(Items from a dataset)

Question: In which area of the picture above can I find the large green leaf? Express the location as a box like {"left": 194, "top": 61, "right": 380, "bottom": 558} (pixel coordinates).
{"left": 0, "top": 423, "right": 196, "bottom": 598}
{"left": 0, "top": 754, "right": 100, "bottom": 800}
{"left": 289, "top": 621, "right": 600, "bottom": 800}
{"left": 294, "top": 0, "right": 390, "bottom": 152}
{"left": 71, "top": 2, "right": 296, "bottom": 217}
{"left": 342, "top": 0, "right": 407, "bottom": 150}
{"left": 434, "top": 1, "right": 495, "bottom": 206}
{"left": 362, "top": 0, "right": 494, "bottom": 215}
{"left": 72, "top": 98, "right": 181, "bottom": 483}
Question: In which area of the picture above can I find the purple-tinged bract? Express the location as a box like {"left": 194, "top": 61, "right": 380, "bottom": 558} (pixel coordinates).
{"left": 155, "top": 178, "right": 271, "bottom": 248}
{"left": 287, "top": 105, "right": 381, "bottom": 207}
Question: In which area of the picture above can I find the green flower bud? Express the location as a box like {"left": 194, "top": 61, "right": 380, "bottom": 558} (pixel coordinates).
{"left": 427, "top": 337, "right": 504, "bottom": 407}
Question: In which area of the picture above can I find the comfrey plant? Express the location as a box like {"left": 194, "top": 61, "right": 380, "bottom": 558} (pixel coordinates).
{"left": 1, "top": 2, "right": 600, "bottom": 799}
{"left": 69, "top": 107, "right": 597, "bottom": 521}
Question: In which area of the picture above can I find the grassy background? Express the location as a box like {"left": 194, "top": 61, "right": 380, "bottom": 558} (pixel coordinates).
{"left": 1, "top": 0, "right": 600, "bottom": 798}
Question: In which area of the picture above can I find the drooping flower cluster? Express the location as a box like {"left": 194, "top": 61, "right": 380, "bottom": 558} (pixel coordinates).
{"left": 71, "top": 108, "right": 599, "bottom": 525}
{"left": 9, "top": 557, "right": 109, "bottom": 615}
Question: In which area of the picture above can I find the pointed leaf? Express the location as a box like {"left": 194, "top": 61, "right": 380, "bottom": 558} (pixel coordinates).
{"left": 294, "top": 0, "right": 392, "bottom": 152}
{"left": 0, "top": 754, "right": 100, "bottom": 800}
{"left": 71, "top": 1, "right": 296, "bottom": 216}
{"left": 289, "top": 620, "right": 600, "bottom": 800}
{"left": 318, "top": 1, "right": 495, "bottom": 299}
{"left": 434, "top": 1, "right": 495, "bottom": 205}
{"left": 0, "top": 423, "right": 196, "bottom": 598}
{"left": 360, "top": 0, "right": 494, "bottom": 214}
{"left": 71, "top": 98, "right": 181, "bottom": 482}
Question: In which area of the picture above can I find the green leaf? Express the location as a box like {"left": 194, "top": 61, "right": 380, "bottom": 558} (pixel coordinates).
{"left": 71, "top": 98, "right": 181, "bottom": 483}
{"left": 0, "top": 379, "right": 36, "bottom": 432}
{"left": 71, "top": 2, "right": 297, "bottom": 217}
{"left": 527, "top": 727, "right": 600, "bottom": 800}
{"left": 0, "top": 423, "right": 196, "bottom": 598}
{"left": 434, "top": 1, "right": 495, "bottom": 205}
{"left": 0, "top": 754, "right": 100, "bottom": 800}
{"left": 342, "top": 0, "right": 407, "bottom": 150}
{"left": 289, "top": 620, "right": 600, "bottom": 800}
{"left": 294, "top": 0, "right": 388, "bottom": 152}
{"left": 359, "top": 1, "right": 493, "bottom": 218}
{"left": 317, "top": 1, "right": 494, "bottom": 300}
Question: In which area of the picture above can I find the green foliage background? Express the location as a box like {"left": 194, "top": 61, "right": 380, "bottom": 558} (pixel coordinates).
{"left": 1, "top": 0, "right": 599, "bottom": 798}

▶ [Work order]: Repeat the entries word for word. Skip none of them.

▶ [Answer for this exercise]:
Question: In which area of the picture above can I find the large green leaf? Express the location as a box like {"left": 194, "top": 61, "right": 380, "bottom": 558} (pixel coordinates).
{"left": 0, "top": 423, "right": 196, "bottom": 598}
{"left": 0, "top": 754, "right": 100, "bottom": 800}
{"left": 289, "top": 621, "right": 600, "bottom": 800}
{"left": 294, "top": 0, "right": 390, "bottom": 152}
{"left": 71, "top": 2, "right": 296, "bottom": 217}
{"left": 342, "top": 0, "right": 407, "bottom": 150}
{"left": 434, "top": 1, "right": 495, "bottom": 206}
{"left": 362, "top": 0, "right": 494, "bottom": 215}
{"left": 72, "top": 98, "right": 181, "bottom": 483}
Question: In which area of the picture above can I find the purple-tinged bract? Express the location as a box like {"left": 194, "top": 61, "right": 380, "bottom": 558} (pixel coordinates).
{"left": 155, "top": 178, "right": 271, "bottom": 248}
{"left": 287, "top": 105, "right": 381, "bottom": 207}
Question: In which area of the picture above can I find the green flower bud? Express the location as a box like {"left": 194, "top": 61, "right": 380, "bottom": 558} (pixel coordinates).
{"left": 427, "top": 337, "right": 504, "bottom": 407}
Question: In which area of the picture above can I find the comfrey plant? Express the location as a box like {"left": 194, "top": 61, "right": 380, "bottom": 558} (pixel coordinates).
{"left": 1, "top": 2, "right": 600, "bottom": 799}
{"left": 69, "top": 107, "right": 597, "bottom": 521}
Question: In which area of the picture above can I find the grassy background? Express the location as a box like {"left": 194, "top": 61, "right": 380, "bottom": 558} (pixel coordinates).
{"left": 1, "top": 0, "right": 600, "bottom": 798}
Question: In which area of the picture above can I find the drooping flower cluster? Express the location as a box like {"left": 194, "top": 61, "right": 380, "bottom": 558} (pixel coordinates).
{"left": 71, "top": 108, "right": 599, "bottom": 525}
{"left": 9, "top": 557, "right": 109, "bottom": 615}
Question: In which area of the picture above can I find the pointed leaf? Express the location as a box like {"left": 194, "top": 61, "right": 380, "bottom": 558} (pixel coordinates).
{"left": 294, "top": 0, "right": 392, "bottom": 152}
{"left": 0, "top": 754, "right": 100, "bottom": 800}
{"left": 71, "top": 1, "right": 296, "bottom": 216}
{"left": 289, "top": 620, "right": 600, "bottom": 800}
{"left": 318, "top": 1, "right": 495, "bottom": 299}
{"left": 434, "top": 1, "right": 495, "bottom": 205}
{"left": 0, "top": 423, "right": 196, "bottom": 598}
{"left": 360, "top": 0, "right": 494, "bottom": 214}
{"left": 71, "top": 98, "right": 181, "bottom": 482}
Question: In which area of the picture above can I find the green leaf? Express the location as a box like {"left": 194, "top": 61, "right": 380, "bottom": 558} (pixel coordinates).
{"left": 71, "top": 98, "right": 181, "bottom": 483}
{"left": 0, "top": 379, "right": 36, "bottom": 432}
{"left": 71, "top": 2, "right": 297, "bottom": 217}
{"left": 527, "top": 727, "right": 600, "bottom": 800}
{"left": 0, "top": 423, "right": 196, "bottom": 598}
{"left": 434, "top": 1, "right": 495, "bottom": 205}
{"left": 0, "top": 754, "right": 100, "bottom": 800}
{"left": 342, "top": 0, "right": 407, "bottom": 150}
{"left": 289, "top": 620, "right": 600, "bottom": 800}
{"left": 294, "top": 0, "right": 388, "bottom": 152}
{"left": 359, "top": 1, "right": 493, "bottom": 218}
{"left": 317, "top": 1, "right": 494, "bottom": 300}
Question: In which area of the picture above can I find the green foliage background? Express the location as a box like {"left": 194, "top": 61, "right": 380, "bottom": 558} (pixel coordinates).
{"left": 1, "top": 0, "right": 599, "bottom": 798}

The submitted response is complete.